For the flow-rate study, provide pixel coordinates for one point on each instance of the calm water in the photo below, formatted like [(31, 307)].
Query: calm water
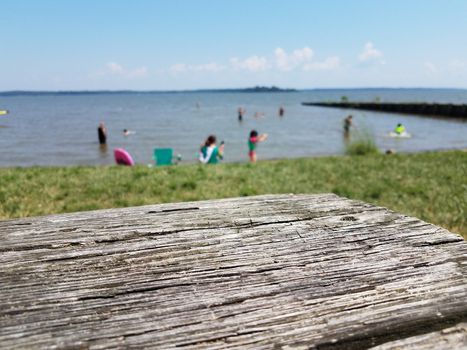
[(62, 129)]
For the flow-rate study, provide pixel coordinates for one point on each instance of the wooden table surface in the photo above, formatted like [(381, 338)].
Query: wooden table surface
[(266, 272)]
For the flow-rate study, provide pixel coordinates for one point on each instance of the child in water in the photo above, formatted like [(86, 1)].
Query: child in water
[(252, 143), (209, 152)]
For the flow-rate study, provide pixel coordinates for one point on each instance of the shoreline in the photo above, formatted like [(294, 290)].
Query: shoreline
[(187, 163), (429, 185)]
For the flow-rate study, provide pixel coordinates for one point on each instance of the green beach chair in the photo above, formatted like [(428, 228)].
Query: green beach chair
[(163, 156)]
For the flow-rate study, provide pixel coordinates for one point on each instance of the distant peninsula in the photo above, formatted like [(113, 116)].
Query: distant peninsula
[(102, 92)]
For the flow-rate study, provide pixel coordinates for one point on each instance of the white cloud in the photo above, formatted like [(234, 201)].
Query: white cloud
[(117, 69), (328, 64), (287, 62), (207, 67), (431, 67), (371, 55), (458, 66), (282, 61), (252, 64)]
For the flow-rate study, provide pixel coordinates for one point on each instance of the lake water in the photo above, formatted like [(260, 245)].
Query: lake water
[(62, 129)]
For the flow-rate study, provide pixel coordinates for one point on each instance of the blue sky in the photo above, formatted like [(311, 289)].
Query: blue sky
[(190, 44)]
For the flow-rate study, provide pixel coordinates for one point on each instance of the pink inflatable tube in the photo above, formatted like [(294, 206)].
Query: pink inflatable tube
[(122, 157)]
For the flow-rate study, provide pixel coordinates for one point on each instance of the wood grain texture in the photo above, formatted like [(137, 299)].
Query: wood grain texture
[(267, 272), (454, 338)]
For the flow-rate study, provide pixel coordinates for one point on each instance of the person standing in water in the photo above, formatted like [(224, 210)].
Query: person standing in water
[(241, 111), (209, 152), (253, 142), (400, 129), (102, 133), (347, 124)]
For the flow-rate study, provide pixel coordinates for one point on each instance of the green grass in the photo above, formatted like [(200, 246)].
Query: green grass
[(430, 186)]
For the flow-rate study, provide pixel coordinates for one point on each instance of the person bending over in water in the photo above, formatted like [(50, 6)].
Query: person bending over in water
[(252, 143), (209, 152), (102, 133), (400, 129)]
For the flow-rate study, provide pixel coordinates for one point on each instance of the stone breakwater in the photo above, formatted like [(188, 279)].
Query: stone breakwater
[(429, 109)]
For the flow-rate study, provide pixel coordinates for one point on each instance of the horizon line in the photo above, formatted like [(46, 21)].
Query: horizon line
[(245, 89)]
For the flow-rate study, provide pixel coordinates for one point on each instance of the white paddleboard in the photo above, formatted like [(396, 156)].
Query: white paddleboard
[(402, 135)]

----------

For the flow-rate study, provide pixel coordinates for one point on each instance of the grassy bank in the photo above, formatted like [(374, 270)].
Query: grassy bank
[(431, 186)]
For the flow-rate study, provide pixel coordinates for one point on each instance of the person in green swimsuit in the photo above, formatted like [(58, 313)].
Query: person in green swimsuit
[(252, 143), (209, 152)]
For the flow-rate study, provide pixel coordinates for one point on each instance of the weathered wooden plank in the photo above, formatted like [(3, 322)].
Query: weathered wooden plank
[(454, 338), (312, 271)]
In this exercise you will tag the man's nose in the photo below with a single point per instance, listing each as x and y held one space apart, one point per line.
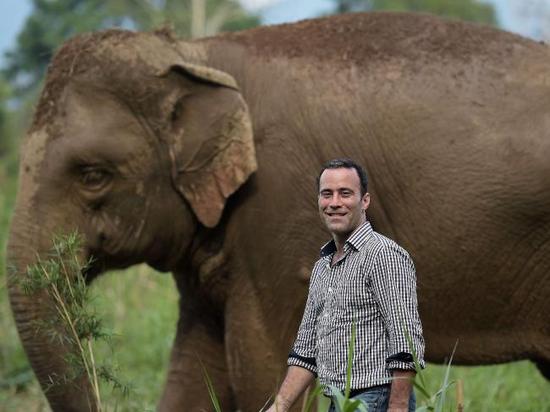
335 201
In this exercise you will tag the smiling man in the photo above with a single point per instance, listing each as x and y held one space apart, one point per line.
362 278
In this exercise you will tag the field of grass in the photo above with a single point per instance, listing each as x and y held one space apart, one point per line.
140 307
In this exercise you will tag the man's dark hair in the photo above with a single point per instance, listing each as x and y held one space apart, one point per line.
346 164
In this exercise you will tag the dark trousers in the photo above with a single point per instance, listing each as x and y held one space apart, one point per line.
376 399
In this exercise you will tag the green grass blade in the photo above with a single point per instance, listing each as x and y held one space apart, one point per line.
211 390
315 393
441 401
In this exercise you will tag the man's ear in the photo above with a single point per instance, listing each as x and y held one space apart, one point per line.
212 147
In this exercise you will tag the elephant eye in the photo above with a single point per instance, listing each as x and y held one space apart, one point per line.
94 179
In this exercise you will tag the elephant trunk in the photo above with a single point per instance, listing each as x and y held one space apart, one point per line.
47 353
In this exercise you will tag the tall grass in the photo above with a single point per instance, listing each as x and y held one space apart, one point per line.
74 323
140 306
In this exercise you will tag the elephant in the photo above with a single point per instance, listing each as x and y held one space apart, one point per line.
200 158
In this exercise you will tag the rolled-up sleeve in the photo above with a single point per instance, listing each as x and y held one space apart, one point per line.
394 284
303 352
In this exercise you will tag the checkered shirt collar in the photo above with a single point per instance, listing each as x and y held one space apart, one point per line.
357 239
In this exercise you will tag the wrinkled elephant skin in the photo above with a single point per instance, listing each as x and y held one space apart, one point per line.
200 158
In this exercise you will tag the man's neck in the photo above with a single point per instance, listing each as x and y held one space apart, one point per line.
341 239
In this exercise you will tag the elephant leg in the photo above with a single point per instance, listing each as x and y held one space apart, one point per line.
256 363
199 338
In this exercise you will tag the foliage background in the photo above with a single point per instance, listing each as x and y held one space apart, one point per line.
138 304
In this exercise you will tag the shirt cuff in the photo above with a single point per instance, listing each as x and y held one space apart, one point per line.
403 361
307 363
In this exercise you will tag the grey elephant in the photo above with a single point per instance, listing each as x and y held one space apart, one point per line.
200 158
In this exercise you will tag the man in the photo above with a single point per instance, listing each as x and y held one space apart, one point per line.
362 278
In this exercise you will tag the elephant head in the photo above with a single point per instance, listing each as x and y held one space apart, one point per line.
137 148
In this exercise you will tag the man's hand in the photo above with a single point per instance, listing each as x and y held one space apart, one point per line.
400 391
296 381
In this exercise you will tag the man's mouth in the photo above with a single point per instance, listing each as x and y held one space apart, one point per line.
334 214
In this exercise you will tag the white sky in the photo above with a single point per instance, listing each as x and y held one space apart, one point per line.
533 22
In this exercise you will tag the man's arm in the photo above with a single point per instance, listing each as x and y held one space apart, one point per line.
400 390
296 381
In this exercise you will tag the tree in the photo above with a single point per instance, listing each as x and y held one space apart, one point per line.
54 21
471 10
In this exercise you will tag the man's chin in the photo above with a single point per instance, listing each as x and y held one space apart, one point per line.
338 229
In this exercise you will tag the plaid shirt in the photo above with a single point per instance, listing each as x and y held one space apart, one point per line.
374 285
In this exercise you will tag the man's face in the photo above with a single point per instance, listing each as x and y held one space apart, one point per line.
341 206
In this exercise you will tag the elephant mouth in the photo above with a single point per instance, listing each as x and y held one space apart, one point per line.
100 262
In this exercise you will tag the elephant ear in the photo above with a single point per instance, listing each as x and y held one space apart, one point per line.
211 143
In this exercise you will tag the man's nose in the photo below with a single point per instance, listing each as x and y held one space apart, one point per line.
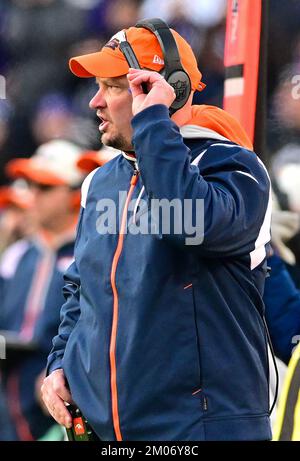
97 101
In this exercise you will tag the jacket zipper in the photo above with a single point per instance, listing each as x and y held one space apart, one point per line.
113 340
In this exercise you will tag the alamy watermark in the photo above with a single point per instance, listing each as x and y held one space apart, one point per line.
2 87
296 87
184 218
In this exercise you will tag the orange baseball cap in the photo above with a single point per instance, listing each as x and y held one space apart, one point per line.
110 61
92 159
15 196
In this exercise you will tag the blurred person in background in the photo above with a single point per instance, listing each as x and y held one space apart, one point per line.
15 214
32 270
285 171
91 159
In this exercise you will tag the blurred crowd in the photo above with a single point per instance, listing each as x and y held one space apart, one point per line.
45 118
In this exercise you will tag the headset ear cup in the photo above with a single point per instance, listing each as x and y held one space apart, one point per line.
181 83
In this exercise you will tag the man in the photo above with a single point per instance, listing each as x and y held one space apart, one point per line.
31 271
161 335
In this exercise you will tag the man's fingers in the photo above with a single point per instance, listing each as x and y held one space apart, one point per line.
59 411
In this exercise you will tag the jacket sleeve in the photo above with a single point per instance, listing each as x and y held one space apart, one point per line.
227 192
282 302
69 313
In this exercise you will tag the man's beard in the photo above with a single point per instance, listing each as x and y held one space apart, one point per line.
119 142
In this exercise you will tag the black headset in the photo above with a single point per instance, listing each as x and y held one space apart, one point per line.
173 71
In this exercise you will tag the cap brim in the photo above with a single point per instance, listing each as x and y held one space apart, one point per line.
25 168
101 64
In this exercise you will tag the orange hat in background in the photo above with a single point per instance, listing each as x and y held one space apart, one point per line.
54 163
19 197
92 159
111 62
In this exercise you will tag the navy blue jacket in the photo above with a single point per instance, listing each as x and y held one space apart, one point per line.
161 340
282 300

----------

» **PROBLEM TO WORK ON**:
Count the lines in the rows above that contain the string "standing". Give only the number.

» **FINISHED ANSWER**:
2